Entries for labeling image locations
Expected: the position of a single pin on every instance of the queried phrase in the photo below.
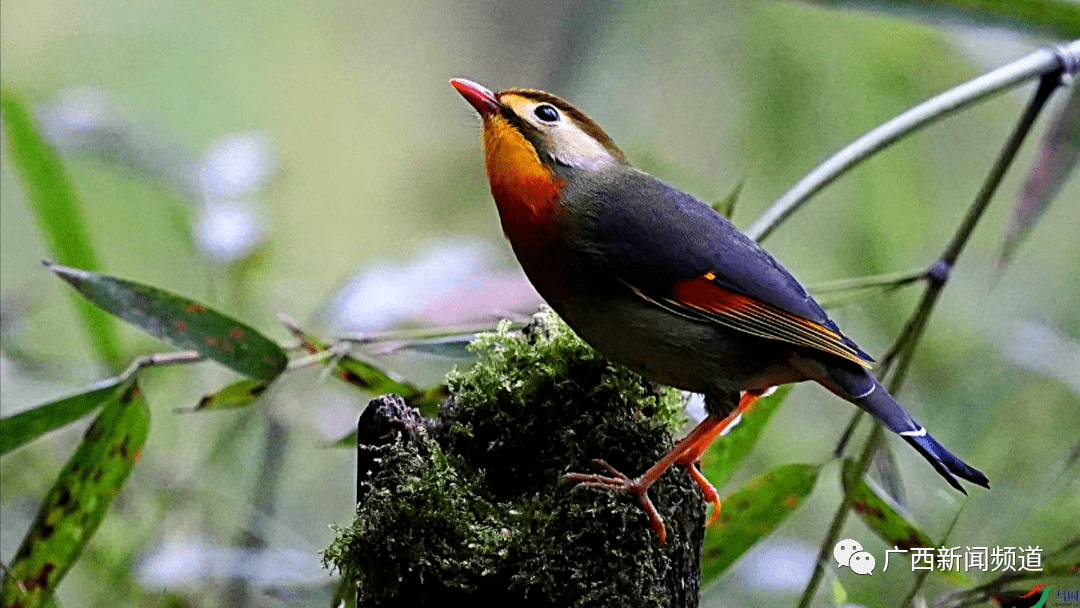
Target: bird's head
(532, 143)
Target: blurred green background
(370, 160)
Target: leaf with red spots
(237, 394)
(888, 524)
(180, 322)
(1057, 159)
(30, 424)
(79, 500)
(753, 512)
(721, 459)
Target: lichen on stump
(473, 505)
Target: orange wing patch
(702, 297)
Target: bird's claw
(620, 482)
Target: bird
(658, 281)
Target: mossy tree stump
(474, 505)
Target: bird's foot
(638, 487)
(707, 491)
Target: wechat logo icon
(850, 553)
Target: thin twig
(903, 349)
(1042, 62)
(161, 359)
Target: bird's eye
(547, 112)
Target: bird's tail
(856, 386)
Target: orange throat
(524, 190)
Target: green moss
(480, 507)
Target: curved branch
(1065, 58)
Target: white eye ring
(547, 112)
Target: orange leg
(686, 451)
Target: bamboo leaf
(753, 512)
(721, 459)
(78, 501)
(58, 212)
(27, 426)
(368, 377)
(237, 394)
(888, 524)
(180, 322)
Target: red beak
(481, 98)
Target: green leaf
(58, 212)
(1058, 154)
(753, 512)
(30, 424)
(78, 501)
(180, 322)
(888, 524)
(721, 459)
(237, 394)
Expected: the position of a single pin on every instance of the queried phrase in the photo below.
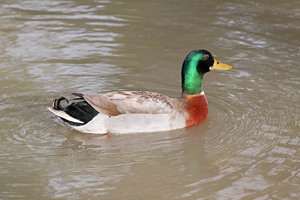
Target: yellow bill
(220, 66)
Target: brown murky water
(248, 148)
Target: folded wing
(137, 102)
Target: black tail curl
(80, 110)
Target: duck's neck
(191, 78)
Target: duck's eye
(205, 57)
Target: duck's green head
(195, 65)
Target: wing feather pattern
(131, 102)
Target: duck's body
(143, 111)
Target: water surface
(248, 148)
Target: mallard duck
(143, 111)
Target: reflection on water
(246, 149)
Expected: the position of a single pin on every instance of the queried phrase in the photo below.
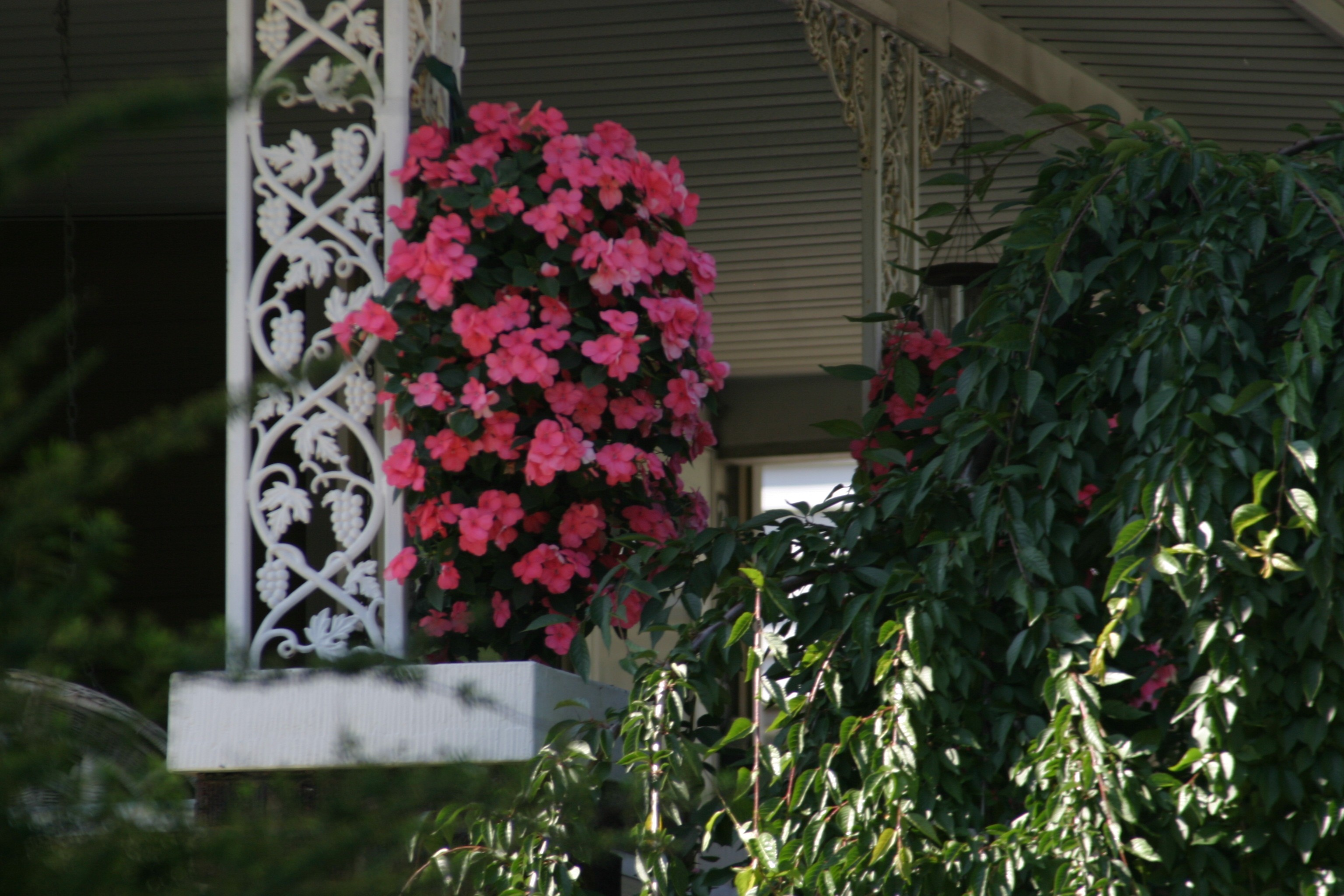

▸ **TASK TO CARRY OUT**
Move all of the lines above into your answer, requests included, and add -14 to every coordinate in the answers. Leave the pictures out.

▸ **SOLUTION TO THE PROBLEM**
Expected: the position of a single pin on every instance of the queried phrase in the photo below.
Target: bird's head
(518, 129)
Target: blurred green background
(356, 146)
Target: leaf with red spots
(223, 380)
(874, 510)
(166, 308)
(1043, 145)
(16, 410)
(65, 486)
(739, 498)
(707, 445)
Target: lichen on stump
(459, 491)
Target: orange wing patch
(688, 283)
Target: bird's claw
(606, 468)
Target: bird
(644, 267)
Target: mossy tree stump
(460, 491)
Target: bird's foot
(624, 473)
(693, 477)
Target: wechat logo icon
(836, 539)
Target: thin twig
(889, 335)
(1028, 48)
(147, 345)
Target: bird's eye
(533, 98)
Target: bird's tail
(842, 372)
Target: orange throat
(510, 176)
Target: green moss
(466, 493)
Target: curved branch
(1051, 44)
Target: white eye ring
(533, 98)
Target: orange leg
(672, 437)
Target: bamboo leaf
(739, 498)
(707, 445)
(64, 487)
(44, 198)
(13, 412)
(354, 363)
(223, 380)
(874, 510)
(166, 308)
Target: red beak
(467, 84)
Target: green leaf
(44, 198)
(1044, 140)
(739, 498)
(16, 410)
(64, 487)
(166, 308)
(874, 510)
(707, 445)
(223, 380)
Expected: the position of a single pin on every instance of the queried phrase in the photo below.
Target: yellow bill
(206, 52)
Target: brown murky water
(234, 134)
Target: folded wing
(123, 88)
Target: black tail curl
(66, 96)
Target: duck's neck
(177, 64)
Target: duck's eye
(191, 43)
Target: duck's green head
(181, 51)
Target: wing feather pattern
(117, 88)
Target: duck's body
(129, 97)
Target: water surface
(234, 134)
Target: mallard duck
(129, 97)
Target: reflection on water
(232, 135)
Expected: the position of a single pin on every instance of the queried phrase in the photo below.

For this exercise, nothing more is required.